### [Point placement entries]
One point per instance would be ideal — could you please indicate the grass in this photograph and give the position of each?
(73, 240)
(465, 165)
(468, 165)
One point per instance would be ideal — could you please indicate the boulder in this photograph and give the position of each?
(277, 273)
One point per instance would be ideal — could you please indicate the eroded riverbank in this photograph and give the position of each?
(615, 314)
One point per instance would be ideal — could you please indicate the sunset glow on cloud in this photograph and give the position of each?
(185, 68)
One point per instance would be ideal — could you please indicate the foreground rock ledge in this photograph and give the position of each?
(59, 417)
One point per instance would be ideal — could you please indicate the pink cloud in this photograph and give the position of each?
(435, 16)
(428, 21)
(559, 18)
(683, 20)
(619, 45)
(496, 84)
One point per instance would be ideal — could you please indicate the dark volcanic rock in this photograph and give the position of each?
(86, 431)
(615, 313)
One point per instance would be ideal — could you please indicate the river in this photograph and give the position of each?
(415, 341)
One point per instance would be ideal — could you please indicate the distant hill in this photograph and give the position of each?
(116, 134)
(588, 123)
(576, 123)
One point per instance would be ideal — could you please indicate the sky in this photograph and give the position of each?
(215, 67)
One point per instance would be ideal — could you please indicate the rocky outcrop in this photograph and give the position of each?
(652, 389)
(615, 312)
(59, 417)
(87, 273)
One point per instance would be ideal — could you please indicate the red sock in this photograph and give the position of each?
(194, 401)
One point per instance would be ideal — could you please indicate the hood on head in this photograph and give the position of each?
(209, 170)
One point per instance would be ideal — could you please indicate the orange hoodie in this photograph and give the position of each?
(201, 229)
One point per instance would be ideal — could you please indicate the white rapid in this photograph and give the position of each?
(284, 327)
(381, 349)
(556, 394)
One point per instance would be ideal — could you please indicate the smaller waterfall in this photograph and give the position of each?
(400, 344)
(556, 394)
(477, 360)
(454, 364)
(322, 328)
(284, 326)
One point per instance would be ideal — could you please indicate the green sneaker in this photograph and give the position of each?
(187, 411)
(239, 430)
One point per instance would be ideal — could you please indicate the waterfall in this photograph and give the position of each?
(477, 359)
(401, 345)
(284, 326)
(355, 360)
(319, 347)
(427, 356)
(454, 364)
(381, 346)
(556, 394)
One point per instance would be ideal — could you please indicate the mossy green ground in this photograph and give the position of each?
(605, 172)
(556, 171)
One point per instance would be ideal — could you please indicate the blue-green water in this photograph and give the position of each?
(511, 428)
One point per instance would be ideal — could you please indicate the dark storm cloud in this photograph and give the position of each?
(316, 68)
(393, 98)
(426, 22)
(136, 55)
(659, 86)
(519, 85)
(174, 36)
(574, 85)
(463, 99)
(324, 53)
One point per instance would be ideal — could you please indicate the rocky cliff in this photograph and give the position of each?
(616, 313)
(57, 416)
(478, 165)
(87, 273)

### [Task objective]
Turn all the entries above into a JSON list of strings, with one string per line and no blank lines.

### [Response]
[
  "One point per instance would be ideal — could you please indicate the grass in this photograph and give the position of each?",
  "(73, 240)",
  "(465, 165)",
  "(468, 165)",
  "One point per instance would be ideal — could you please indicate the boulder in this photograph and give the position of each?",
  "(277, 273)",
  "One point per instance would be ideal — could you please indicate the eroded riverbank in this photograph and give the position of each?",
  "(615, 314)",
  "One point per instance would be ideal — could you please indicate the sunset glow on cloud in this photograph and give the position of each?",
  "(185, 68)",
  "One point per instance would be ideal — could you please indicate the foreground rock ledge in this photograph and give the position of each?",
  "(59, 417)",
  "One point per instance would be ideal — could you please indicate the pink cloud in this photograph and give the position of each?",
  "(435, 16)",
  "(428, 21)",
  "(559, 18)",
  "(683, 20)",
  "(619, 45)",
  "(496, 84)",
  "One point per instance would be ideal — could you please indicate the dark volcanic rock in this photograph and give the position of each?",
  "(86, 431)",
  "(615, 313)",
  "One point per instance would be ideal — could you please indicate the river in this photograph and give the position of each?",
  "(415, 341)",
  "One point per instance would be ideal — could you please indicate the distant hill in this photograph and give the position of each?",
  "(116, 134)",
  "(588, 123)",
  "(576, 123)",
  "One point per instance would be ideal — could you please indicate the sky in this photograph and give the position of each?",
  "(215, 67)",
  "One point per instance would be ideal — could you please indicate the rocky outcrop in this photograph and give the position of each?",
  "(652, 389)",
  "(615, 312)",
  "(59, 417)",
  "(87, 273)",
  "One point per instance would be ideal — could you please indicate the red sock in this photograph and give the position of each?",
  "(194, 401)",
  "One point per instance would be ideal — could you please indicate the hood on head in this photograph and give the position of each?",
  "(209, 170)",
  "One point per instance would be ideal — could you please indicate the orange hoodie in this photograph and give the position of each?",
  "(201, 229)",
  "One point per instance would be ideal — could you please indicate the white rapid in this photograph and give the position of each?",
  "(284, 327)",
  "(381, 349)",
  "(556, 394)",
  "One point per instance would be ideal — could you please indicate the smaller waterfall in this photograph and give the position of each?",
  "(400, 344)",
  "(556, 394)",
  "(477, 360)",
  "(454, 364)",
  "(322, 328)",
  "(284, 326)",
  "One point per instance would be ideal — could you please indicate the green sneaker in this photograph and give the position of each?",
  "(187, 411)",
  "(239, 430)",
  "One point per instance would be ideal — could you please indicate the waterfall in this photograph and give the position of each?",
  "(477, 359)",
  "(401, 345)",
  "(284, 326)",
  "(355, 360)",
  "(319, 347)",
  "(427, 356)",
  "(454, 364)",
  "(381, 346)",
  "(556, 394)",
  "One point per instance would be ideal — could you please indicate the mossy green ground in this photograph and give the position of each?",
  "(605, 172)",
  "(556, 171)",
  "One point per instance would be ideal — could you please indicate the blue-green water in this photograph and give the position of each?",
  "(511, 428)",
  "One point per instance would be ideal — could you please indicate the dark storm cloud in this photograph and give the position of each?",
  "(316, 68)",
  "(393, 98)",
  "(426, 22)",
  "(136, 55)",
  "(659, 86)",
  "(519, 85)",
  "(174, 36)",
  "(574, 85)",
  "(463, 99)",
  "(324, 53)",
  "One point per instance would be ideal — could you please indicate the rocky cliff in this photograph and give the position of each?",
  "(616, 313)",
  "(57, 416)",
  "(478, 165)",
  "(87, 273)"
]